==== Cuplikan Dokumen
Mohon tunggu...
KOMENTAR
Hukum Pilihan

Ini Kisah tentang "Utak-atik" Hukum Kasus Novel dan Pengrajin Tanah Liat

15 Juni 2020   12:35 Diperbarui: 15 Juni 2020   12:41 163 14
beberapa waktu terakhir, publik tanah air tengah hangat-hangatnya membahas tentang rendahnya dakwaan Jaksa Penuntut Umum (JPU), Fredrik Akbar Syarippudin terhadap Brigadir Rahmat Kadir Mahulette dan Brigadir Rony Bugis, terdakwa kasus penyiraman air keras terhadap penyidik senior KPK, Novel Baswedan.

Betapa tidak, oknum yang selama hampir 3 tahun lamanya menjadi buron dan membuat segenap elemen hukum tanah air terutama aparat kepolisian di buat sibuk dan linglung hanya dituntut satu tahun penjara oleh JPU Fredrick.
========
==== Data Hasil Ekstraksi
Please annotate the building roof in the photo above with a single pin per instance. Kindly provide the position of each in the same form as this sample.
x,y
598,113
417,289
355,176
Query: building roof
========
• Soal Latihan:
Teruskan artikel tentang tuntutan ringan dalam kasus penyiraman air keras terhadap Novel Baswedan, mulai setelah kalimat terakhir yang ditampilkan.

• Jawaban Latihan:
Sontak, tak sedikit kalangan atau praktisi hukum yang kaget dan merasa ada yang salah dengan tuntutan tersebut. Mereka menilai, putusan itu janggal dan penuh sandiwara.

Persis seperti kasusnya sendiri yang layaknya sebuah pagelaran opera sabun. Penuh intrik dan drama yang membuat kita merasa lucu.

Ya, sebelum pada akhirnya tertangkap dua tersangka. Perburuan terhadap pelaku kasus penyiraman air keras pada Novel tak ubahnya mencari jarum dari tumpukan jerami. Sulit, dan menghabiskan banyak waktu.

Jamak jika akhirnya Presiden Jokowi kala itu sampai turun tangan dan memerintahkan pada Kapolri (masih dijabat Tito Karnavian) untuk segera menemukan pelakunya.

Apa yang terjadi jauh panggang dari api, kasus Novel Baswedan tetap saja mangkrak. Hingga pada saat hendak pelaksanaan Pilpres 2019 lalu, Presiden mengultimatum Tito Karnavian segera memecahkan kasus tersebut.

Karena, tak sedikit pihak yang memanfaatkan kasus ini sebagai serangan politiknya terhadap Jokowi.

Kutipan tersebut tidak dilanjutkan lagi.